◆ Stated task ◆
Reproduce the course description below word for word.

Credits: 3-4 A course offered from time to time, depending on student interest and staff availability, on a selected topic or problem in United States, Latin American or Canadian history. May be repeated for degree credit if the topics are different.

Spring 2021, HIST 269A-01: Topics in United States, Latin American or Canadian History: Race and Racism in the Americas (3). This course analyzes the historical development of the idea of race across the early-Modern Atlantic world, and analyzes how it influenced the history of peoples, nations, and knowledge in the Americas. Focusing on natural history, scholastic theology, and other authoritative sources of social and natural knowledge, we will analyze the extent to which such factors as religion, science, colonialism, and capitalism have influenced the historical evolution of both the idea of race and the practice of racism. We will then concentrate on the Modern era to explore how the dynamic interplay between the local and the global influenced the idea of race. Drawing on national case studies from across the Americas during the nineteenth and twentieth-century, we will study what historian Thomas C. Holt calls “the work that race does”—that is, how race has operated in distinct local-historical contexts to generate political exclusion, social marginalization, economic exploitation, and/or cultural denigration. (HU) Gildner.

◆ Recorded information ◆
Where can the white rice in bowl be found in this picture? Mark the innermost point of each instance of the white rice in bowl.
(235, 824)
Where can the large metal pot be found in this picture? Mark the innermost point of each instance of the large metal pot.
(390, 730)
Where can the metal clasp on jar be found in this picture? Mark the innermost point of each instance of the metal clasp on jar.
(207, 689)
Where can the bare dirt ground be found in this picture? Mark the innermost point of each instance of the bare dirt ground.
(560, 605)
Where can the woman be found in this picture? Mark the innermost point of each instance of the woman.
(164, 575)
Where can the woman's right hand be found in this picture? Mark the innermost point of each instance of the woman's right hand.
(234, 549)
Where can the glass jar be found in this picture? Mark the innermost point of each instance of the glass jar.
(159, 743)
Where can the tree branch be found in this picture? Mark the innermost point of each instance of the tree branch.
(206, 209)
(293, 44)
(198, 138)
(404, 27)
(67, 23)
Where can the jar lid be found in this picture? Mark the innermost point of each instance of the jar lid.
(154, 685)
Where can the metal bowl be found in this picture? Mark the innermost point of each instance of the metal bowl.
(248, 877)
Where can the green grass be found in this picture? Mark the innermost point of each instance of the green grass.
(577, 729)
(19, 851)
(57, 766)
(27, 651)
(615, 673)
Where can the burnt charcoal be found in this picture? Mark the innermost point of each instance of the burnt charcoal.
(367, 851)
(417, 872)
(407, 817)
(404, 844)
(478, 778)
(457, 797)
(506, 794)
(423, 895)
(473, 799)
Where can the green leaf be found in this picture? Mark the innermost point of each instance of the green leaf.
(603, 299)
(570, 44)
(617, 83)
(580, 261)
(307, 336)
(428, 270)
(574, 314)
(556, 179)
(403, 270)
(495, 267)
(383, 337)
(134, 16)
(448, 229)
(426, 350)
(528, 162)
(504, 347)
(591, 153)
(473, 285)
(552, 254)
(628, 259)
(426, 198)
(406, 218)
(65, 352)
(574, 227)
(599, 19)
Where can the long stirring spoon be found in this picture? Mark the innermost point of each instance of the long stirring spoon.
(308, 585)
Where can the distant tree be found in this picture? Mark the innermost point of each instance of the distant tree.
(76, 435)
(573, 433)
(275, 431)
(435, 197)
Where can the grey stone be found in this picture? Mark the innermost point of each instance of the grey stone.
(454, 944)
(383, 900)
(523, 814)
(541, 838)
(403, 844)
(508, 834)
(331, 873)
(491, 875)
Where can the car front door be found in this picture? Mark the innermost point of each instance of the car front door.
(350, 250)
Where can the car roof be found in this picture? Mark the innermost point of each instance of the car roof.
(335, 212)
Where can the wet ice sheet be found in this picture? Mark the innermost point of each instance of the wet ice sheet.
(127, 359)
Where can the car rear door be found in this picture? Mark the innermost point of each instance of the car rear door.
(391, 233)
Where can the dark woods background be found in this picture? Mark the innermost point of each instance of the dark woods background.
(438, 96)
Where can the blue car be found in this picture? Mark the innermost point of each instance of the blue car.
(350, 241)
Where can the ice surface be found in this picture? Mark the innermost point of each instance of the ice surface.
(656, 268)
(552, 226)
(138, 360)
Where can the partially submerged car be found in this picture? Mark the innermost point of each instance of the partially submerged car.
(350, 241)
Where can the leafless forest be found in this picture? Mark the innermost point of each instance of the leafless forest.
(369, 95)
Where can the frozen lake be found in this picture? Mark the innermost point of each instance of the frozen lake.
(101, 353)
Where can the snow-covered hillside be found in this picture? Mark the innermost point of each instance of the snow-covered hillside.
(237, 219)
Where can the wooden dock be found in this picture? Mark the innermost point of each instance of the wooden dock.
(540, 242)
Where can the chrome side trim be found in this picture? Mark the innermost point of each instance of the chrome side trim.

◆ Solution to this task ◆
Credits: 3-4 A course offered from time to time, depending on student interest and staff availability, on a selected topic or problem in United States, Latin American or Canadian history. May be repeated for degree credit if the topics are different.

Spring 2021, HIST 269A-01: Topics in United States, Latin American or Canadian History: Race and Racism in the Americas (3). This course analyzes the historical development of the idea of race across the early-Modern Atlantic world, and analyzes how it influenced the history of peoples, nations, and knowledge in the Americas. Focusing on natural history, scholastic theology, and other authoritative sources of social and natural knowledge, we will analyze the extent to which such factors as religion, science, colonialism, and capitalism have influenced the historical evolution of both the idea of race and the practice of racism. We will then concentrate on the Modern era to explore how the dynamic interplay between the local and the global influenced the idea of race. Drawing on national case studies from across the Americas during the nineteenth and twentieth-century, we will study what historian Thomas C. Holt calls “the work that race does”—that is, how race has operated in distinct local-historical contexts to generate political exclusion, social marginalization, economic exploitation, and/or cultural denigration. (HU) Gildner.